• [Source document]
Evoolution Blog
Tuesday, August 19, 2014

It’s our favourite time of year – tomato season! Like clockwork, we have been picking up a bunch or two every week, intended for sauce, sandwiches and salads. We say intended, because, well, you know how we feel about tomatoes.

To keep from eating the whole lot sliced and simply dressed with olive oil and salt (not that there’s anything wrong with that), we combed our favourite websites and blogs for some tomato inspiration. It turns out that exercising a little restraint results in a gleaming, ruby-red treasure trove of recipe ideas – the best use for delayed gratification we’ve found yet. 

A tomato sandwich is ideal late-summer fare, and these recipes have convinced us that you can improve on perfection. Clockwise, from top left:

1. Roasted Tomatoes and Onions on Toast  
2. Summer Tomato Tartines with Garlic Confit
3. Tomato Sandwich with Anchovy Aioli 
4. Pan con tomate

Jams and sauces are a little more involved, but if you’re into canning, they have the added bonus of keeping you company through the winter. Clockwise, from top left:

1. Sweet Tomato Jam
2. Tomato Sauce with Onion and Butter 
3. Roasted Tomato Jam 
4. Tomato Anchovy Sauce

Happy tomato season! (We’re thinking of printing out cards next year.)

Thursday, July 24, 2014

This is the sixth part in a series. If you've missed them, click for parts 1, 2, 3, 4 and 5

Our last staff meeting was the largest one yet, with us having two new stores under our belt this summer! Colin, as winner of the last round, was the judge, and the theme was “30 Minute Dishes”. It was an impressive showing all around, proving that great food doesn’t have to take all day to prepare!

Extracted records

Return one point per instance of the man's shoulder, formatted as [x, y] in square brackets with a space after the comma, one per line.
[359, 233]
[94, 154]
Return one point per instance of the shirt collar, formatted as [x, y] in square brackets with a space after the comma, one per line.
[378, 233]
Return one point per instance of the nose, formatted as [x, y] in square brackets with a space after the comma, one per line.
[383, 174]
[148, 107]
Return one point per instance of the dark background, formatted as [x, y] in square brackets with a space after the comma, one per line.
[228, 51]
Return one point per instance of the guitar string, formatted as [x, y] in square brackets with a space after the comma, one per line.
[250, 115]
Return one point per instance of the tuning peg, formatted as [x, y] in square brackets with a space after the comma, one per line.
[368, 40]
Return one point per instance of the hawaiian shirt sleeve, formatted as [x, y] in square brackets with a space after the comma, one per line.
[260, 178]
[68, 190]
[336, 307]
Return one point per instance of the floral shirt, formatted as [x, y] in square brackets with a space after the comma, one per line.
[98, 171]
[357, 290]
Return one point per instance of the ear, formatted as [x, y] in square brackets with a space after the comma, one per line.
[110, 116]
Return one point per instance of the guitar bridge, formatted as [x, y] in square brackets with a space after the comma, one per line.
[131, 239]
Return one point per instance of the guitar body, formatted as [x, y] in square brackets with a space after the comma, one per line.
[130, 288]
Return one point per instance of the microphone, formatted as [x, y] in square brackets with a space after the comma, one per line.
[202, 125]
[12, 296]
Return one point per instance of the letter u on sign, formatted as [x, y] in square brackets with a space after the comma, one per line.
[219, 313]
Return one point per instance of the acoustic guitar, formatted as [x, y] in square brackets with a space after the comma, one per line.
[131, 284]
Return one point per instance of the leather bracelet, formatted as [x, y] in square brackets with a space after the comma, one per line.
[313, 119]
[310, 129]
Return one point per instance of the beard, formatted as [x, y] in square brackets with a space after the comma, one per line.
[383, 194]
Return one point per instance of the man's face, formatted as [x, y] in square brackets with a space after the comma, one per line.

• [List of tasks]
1. Reproduce the passage of the Evoolution Blog text from "Evoolution Blog" to "we’ve found yet.".
2. State whether each statement agrees with the Evoolution Blog text, answering yes or no and quoting the deciding words: (a) Jams and sauces are described as less involved than tomato sandwiches. (b) The theme of the last staff meeting was "30 Minute Dishes." (c) Colin judged the last staff meeting because he had won the previous round.

• [Outputs for the tasks]
1.
Evoolution Blog
Tuesday, August 19, 2014

It’s our favourite time of year – tomato season! Like clockwork, we have been picking up a bunch or two every week, intended for sauce, sandwiches and salads. We say intended, because, well, you know how we feel about tomatoes.

To keep from eating the whole lot sliced and simply dressed with olive oil and salt (not that there’s anything wrong with that), we combed our favourite websites and blogs for some tomato inspiration. It turns out that exercising a little restraint results in a gleaming, ruby-red treasure trove of recipe ideas – the best use for delayed gratification we’ve found yet.

2.
(a) No: "Jams and sauces are a little more involved"
(b) Yes: "the theme was “30 Minute Dishes”"
(c) Yes: "Colin, as winner of the last round, was the judge"